**REQUIRED WORK**. Extract every line in the entries below that contains the word "white", and copy each one in full.
══════
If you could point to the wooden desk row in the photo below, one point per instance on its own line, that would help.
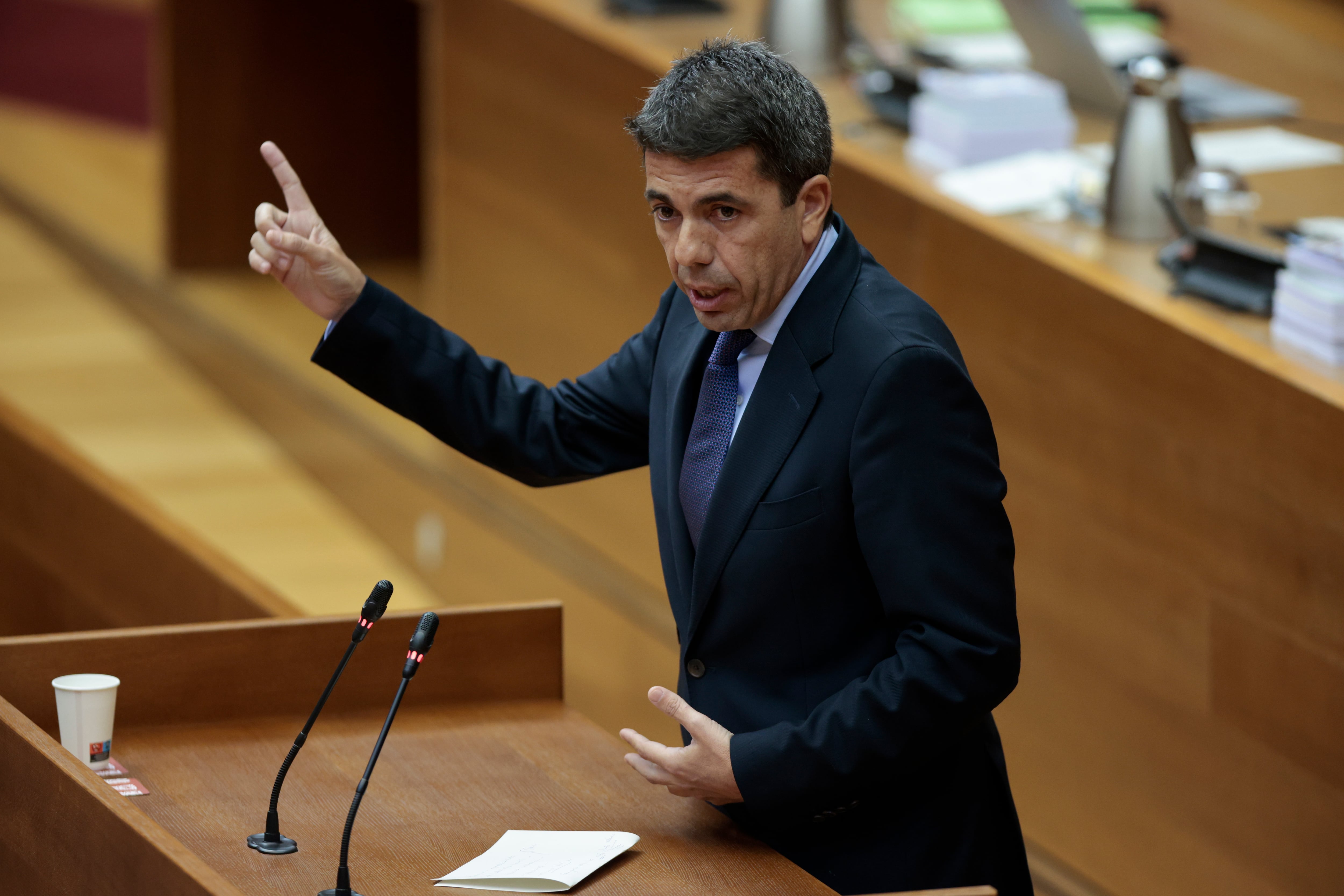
(206, 712)
(81, 551)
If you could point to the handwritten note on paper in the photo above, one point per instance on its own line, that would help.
(539, 862)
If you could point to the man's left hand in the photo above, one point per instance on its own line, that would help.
(703, 770)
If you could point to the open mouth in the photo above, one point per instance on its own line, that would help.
(710, 299)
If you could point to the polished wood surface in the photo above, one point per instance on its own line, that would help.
(228, 671)
(333, 83)
(87, 369)
(482, 745)
(1174, 477)
(83, 551)
(240, 437)
(65, 832)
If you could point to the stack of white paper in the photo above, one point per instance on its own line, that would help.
(539, 862)
(961, 119)
(1310, 300)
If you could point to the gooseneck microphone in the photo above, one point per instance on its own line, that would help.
(421, 643)
(272, 841)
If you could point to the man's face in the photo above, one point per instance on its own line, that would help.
(733, 246)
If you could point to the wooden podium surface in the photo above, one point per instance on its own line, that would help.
(205, 714)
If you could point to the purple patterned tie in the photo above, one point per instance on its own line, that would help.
(712, 429)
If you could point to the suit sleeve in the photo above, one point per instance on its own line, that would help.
(928, 508)
(577, 430)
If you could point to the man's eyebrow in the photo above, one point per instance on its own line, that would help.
(733, 199)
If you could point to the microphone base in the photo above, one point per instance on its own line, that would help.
(283, 848)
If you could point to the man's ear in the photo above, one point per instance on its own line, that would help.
(815, 201)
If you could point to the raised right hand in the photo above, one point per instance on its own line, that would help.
(295, 248)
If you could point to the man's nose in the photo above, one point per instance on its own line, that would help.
(693, 249)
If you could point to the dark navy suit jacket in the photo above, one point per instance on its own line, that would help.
(853, 598)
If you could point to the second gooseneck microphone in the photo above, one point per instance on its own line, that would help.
(421, 643)
(272, 843)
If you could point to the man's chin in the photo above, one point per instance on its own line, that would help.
(718, 322)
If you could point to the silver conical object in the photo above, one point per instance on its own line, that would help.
(1152, 151)
(810, 34)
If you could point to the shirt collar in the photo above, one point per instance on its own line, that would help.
(769, 330)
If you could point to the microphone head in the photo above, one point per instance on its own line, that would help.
(424, 637)
(377, 604)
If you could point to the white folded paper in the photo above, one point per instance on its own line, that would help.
(539, 862)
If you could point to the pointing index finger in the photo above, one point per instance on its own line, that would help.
(288, 179)
(674, 706)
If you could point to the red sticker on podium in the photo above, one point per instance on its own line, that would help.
(121, 781)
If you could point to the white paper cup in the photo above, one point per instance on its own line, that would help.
(85, 707)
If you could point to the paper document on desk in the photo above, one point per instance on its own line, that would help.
(539, 862)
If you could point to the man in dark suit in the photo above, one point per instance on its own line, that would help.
(826, 481)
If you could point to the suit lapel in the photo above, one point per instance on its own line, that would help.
(776, 416)
(780, 408)
(691, 350)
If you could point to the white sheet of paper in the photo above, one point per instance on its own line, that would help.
(1015, 185)
(539, 862)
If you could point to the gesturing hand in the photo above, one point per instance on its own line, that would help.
(701, 772)
(295, 246)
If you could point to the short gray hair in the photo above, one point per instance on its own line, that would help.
(733, 93)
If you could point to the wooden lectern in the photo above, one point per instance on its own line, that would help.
(208, 711)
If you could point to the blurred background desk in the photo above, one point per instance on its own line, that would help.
(1174, 479)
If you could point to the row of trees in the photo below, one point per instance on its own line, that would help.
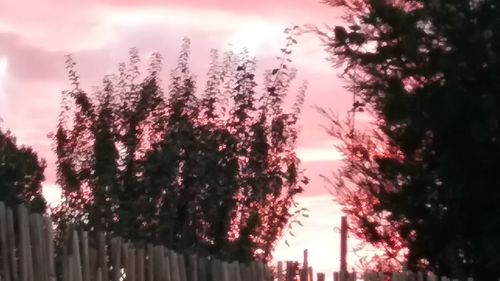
(214, 172)
(422, 185)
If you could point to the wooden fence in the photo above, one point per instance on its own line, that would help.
(27, 254)
(302, 271)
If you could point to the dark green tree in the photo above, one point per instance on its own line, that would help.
(427, 179)
(214, 173)
(21, 174)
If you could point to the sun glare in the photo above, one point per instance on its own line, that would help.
(254, 35)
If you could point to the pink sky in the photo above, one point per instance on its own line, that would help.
(36, 34)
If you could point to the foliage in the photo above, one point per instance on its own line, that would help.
(21, 175)
(426, 178)
(214, 173)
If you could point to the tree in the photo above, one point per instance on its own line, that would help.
(21, 174)
(427, 177)
(214, 173)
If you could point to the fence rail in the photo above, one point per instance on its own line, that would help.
(27, 254)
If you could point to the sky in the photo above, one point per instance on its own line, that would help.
(36, 34)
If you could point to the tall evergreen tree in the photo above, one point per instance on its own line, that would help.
(428, 179)
(21, 174)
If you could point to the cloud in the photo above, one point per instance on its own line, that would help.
(30, 62)
(319, 154)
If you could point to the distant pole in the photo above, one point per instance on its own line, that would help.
(343, 244)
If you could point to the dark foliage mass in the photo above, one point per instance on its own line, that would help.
(21, 174)
(211, 171)
(425, 185)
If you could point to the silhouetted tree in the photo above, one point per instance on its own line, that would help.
(214, 173)
(21, 174)
(427, 178)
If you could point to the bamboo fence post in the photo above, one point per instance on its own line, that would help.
(174, 266)
(11, 241)
(124, 260)
(84, 239)
(192, 268)
(93, 263)
(98, 274)
(69, 268)
(431, 277)
(23, 248)
(289, 271)
(167, 264)
(202, 270)
(49, 237)
(77, 268)
(182, 266)
(237, 272)
(157, 265)
(245, 272)
(305, 265)
(225, 271)
(102, 257)
(39, 262)
(279, 271)
(115, 258)
(214, 270)
(4, 243)
(150, 263)
(131, 267)
(140, 264)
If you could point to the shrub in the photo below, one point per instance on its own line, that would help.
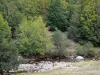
(85, 50)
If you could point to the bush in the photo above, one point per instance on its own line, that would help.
(85, 50)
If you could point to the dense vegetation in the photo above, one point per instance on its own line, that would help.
(48, 27)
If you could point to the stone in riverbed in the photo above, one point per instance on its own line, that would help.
(79, 58)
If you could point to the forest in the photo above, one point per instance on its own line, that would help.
(48, 28)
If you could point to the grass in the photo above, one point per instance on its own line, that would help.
(84, 68)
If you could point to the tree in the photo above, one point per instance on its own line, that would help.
(8, 52)
(97, 24)
(59, 40)
(87, 20)
(56, 16)
(33, 37)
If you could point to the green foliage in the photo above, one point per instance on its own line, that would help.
(85, 50)
(56, 16)
(33, 37)
(8, 51)
(59, 40)
(87, 19)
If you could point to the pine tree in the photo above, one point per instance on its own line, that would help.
(8, 50)
(33, 37)
(56, 16)
(59, 40)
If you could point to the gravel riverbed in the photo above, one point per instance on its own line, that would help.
(44, 66)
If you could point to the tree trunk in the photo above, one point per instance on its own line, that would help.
(1, 72)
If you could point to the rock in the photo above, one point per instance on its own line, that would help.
(42, 66)
(79, 58)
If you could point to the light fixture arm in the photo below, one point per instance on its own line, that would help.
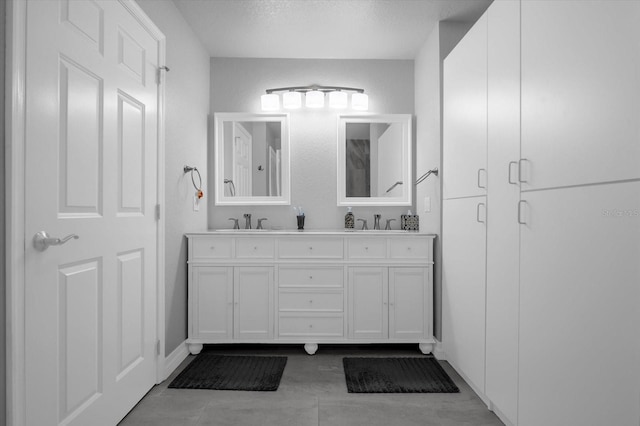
══════
**WORKED SOLUTION**.
If you could point to the stack of white paper in the photo above, one point per instance on its own line, that would help.
If you could point to the white folded paper in the photo above, one point per instance on its own line, that would help.
If you could point to the white paper cup in the photo above, one point per instance on its own line, that would help.
If you could point to the white sheet of paper in the photo above, one point per instance on its own line, that would help.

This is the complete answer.